Excerto do texto ::
********************

Apesar do elemento democrático ter sido "atualizado" e possibilitado pelos novos valores advindos do processo de reeuropização, ou seja, de "fora para dentro", sua assimilação só é possível de forma rápida e eficaz, porque o próprio sistema já havia gestado, desde sempre, um elemento democrático ao lado do despótico e segregador, cujas origens estão também nas formas de convivência do patriarcalismo, que é precisamente aquilo que Gilberto chamará um tanto vagamente de seu elemento democrático.
A gênese social desse elemento remonta a "intimidade sexual e cultural" entre as diversas raças e culturas, especialmente a portuguesa e a africana, que predominava no sistema casa-grande e senzala. O enorme número de mestiços e filhos ilegítimos de senhores e padres, indivíduos de status intermediários, quase sempre assumindo as funções de escravo doméstico ou agregado da família, de qualquer modo quase sempre mais ou menos deslocado no mundo de posições polares como são as de senhor e escravo. A enorme mudança social implicada pela mudança do campo para a cidade abre, no entanto, oportunidades antes imprevistas para esse estrato.

********************

Dados extraídos ::
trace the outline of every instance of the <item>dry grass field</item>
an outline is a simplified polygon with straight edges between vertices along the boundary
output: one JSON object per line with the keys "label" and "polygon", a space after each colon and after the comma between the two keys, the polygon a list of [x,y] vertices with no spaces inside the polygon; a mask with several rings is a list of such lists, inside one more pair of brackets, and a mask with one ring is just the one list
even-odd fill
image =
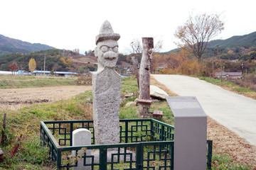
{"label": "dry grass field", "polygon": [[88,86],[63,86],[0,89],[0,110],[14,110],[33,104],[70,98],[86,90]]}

********************

Tarefas escritas ::
a) Redigite, sem alterações, a passagem do excerto sobre o elemento democrático que vai de "A gênese social" até "para esse estrato.".
b) Indique se cada afirmação abaixo está de acordo com o excerto sobre o elemento democrático, respondendo sim ou não e citando literalmente as palavras decisivas do excerto: (i) a assimilação do elemento democrático deu-se de forma lenta e difícil; (ii) a intimidade sexual e cultural entre as raças predominava no sistema casa-grande e senzala; (iii) a mudança do campo para a cidade abriu oportunidades antes imprevistas para o estrato intermediário.
c) Dê continuidade ao excerto sobre o elemento democrático a partir do ponto em que ele termina.
Os registros provêm de uma fonte distinta da do excerto.

Respostas das tarefas ::
a)
A gênese social desse elemento remonta a "intimidade sexual e cultural" entre as diversas raças e culturas, especialmente a portuguesa e a africana, que predominava no sistema casa-grande e senzala. O enorme número de mestiços e filhos ilegítimos de senhores e padres, indivíduos de status intermediários, quase sempre assumindo as funções de escravo doméstico ou agregado da família, de qualquer modo quase sempre mais ou menos deslocado no mundo de posições polares como são as de senhor e escravo. A enorme mudança social implicada pela mudança do campo para a cidade abre, no entanto, oportunidades antes imprevistas para esse estrato.

b)
(i) Não: "sua assimilação só é possível de forma rápida e eficaz".
(ii) Sim: "que predominava no sistema casa-grande e senzala".
(iii) Sim: "A enorme mudança social implicada pela mudança do campo para a cidade abre, no entanto, oportunidades antes imprevistas para esse estrato".

c)
Na nova sociedade nascente são as antigas posições polares que perdem peso relativo, e esses indivíduos, quase sempre mestiços, sem outra fonte de riqueza que não sua habilidade e disposição de aprender os novos ofícios mecânicos, quase sempre como aprendizes de mestres e artesãos europeus, passaram a formar o elemento mais tipicamente burguês daquela sociedade em mudança: o elemento médio, sob a forma de uma meia-raça.
Ao invés apenas dos apanágios exteriores de raça, dentro da complexa ritualística que, como conseqüência da maior proximidade social entre os diversos estratos sociais que a urbanização enseja, instaura-se no país nessa época, como a forma da vestimenta, a comida, o modo de transporte, o jeito de andar, o tipo de sapato etc, temos um elemento diferenciador novo. Esse elemento é revolucionário no melhor sentido burguês do termo, posto que "interno" e não externo, sendo antes uma substância e um conteúdo que uma aparência, mais ligados portanto a qualidades e talentos pessoais que a privilégios herdados.
O conhecimento, a perícia, passa a ser o novo elemento que passa a contar de forma crescente na definição da nova hierarquia social. Nesse sentido, servindo de base para a introdução de um elemento democratizante, pondo de ponta-cabeça e redefinido revolucionariamente a questão do status inicial para as oportunidades de mobilidade social na nova sociedade. Uma democratização que tinha como suporte o mulato habilidoso. Do lado do mercado, essas transformações se operam segundo uma lógica de "baixo para cima", ou seja, pela ascensão social de elementos novos em funções manuais, as quais, sendo o interdito social absoluto em todas as sociedades escravocratas, não eram percebidas pelos brancos como dignificantes. Com o enriquecimento paulatino, no entanto, de mulatos aprendizes e artífices e de imigrantes, nessa época especialmente portugueses, como caixeiros e comerciantes, as rivalidades e preconceitos tenderam a aumentar proporcionalmente.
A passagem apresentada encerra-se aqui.